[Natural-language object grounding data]
Segment Open

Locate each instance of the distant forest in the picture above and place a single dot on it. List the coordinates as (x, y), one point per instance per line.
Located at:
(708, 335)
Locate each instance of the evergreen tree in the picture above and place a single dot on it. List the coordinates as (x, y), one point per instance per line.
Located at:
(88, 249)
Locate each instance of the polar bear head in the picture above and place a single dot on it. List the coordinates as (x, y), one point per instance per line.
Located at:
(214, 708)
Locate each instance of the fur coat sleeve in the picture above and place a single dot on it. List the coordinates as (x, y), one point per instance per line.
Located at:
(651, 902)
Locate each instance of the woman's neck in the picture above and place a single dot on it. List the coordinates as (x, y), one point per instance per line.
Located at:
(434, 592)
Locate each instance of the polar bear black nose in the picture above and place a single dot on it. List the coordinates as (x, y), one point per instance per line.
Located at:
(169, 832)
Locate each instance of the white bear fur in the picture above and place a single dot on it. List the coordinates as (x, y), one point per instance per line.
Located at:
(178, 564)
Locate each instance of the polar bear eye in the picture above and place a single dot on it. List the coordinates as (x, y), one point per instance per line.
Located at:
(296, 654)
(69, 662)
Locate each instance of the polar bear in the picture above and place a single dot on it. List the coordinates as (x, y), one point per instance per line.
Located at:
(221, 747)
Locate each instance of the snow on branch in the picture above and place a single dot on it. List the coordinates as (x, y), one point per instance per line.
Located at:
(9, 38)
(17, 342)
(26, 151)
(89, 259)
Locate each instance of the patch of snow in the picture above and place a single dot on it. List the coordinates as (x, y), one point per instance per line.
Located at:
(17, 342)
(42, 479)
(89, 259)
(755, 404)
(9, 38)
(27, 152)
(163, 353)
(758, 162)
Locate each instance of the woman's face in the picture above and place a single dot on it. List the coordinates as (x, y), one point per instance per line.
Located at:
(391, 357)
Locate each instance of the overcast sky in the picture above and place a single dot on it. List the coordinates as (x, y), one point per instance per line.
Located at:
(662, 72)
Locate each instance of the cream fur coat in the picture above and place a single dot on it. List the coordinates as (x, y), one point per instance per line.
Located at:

Segment Closed

What is needed is the data above, output in full and exactly as it stands.

* Result for this task:
Locate each instance of the distant forest in the picture above and place a single dot on it. List the coordinates as (x, y), one point per instance per line.
Located at:
(708, 335)
Locate each instance of the evergreen tree in the picture above and place a single dot on it. List the coordinates as (x, y), one point per instance per line.
Located at:
(88, 249)
Locate each instance of the polar bear head in the picture above and place a single dot on it. List the coordinates as (x, y), one point per instance per line.
Located at:
(214, 708)
Locate each instance of the fur coat sleeve in the picture above and place a single dot on it. List the coordinates as (x, y), one point per instance per line.
Located at:
(651, 902)
Locate each instance of the woman's neck in the picture above and place a single dot on it. List the coordinates as (x, y), one point per instance per line.
Located at:
(434, 592)
Locate each instance of the polar bear black nose in the picture above and place a single dot on it. List the coordinates as (x, y), one point per instance per line.
Located at:
(169, 832)
Locate each instance of the white bear fur in the picture above and place a single dot on it. List the coordinates as (x, y), one point per instance per line.
Located at:
(178, 564)
Locate each instance of the polar bear eye in the picture above and place a single dot on it. List the coordinates as (x, y), one point per instance per line.
Located at:
(296, 654)
(69, 662)
Locate each instance of the polar bear in the picture above and place a single dot on it. List the coordinates as (x, y), one point per instance per line.
Located at:
(221, 747)
Locate each instance of the snow on branch in the picture above and place a single dot on it. List the coordinates as (x, y), one point per instance per line.
Located at:
(9, 38)
(17, 342)
(26, 151)
(89, 259)
Locate each instance of the patch of snow in the picture above and place a single dot on it. List the coordinates as (x, y), one point per instance per line.
Located at:
(17, 342)
(42, 479)
(89, 259)
(755, 404)
(9, 38)
(27, 152)
(163, 353)
(758, 162)
Locate each instance of the woman's face in the picture above and place a single dot on it. List the coordinates as (x, y), one point per instance per line.
Located at:
(391, 357)
Locate each instance of the overcast sky in the picture above and place a single dot on it. List the coordinates as (x, y), one point per instance per line.
Located at:
(662, 72)
Locate each instance of the cream fur coat in the picture above and place a single dot on it. List the coordinates as (x, y), one point per instance per line.
Located at:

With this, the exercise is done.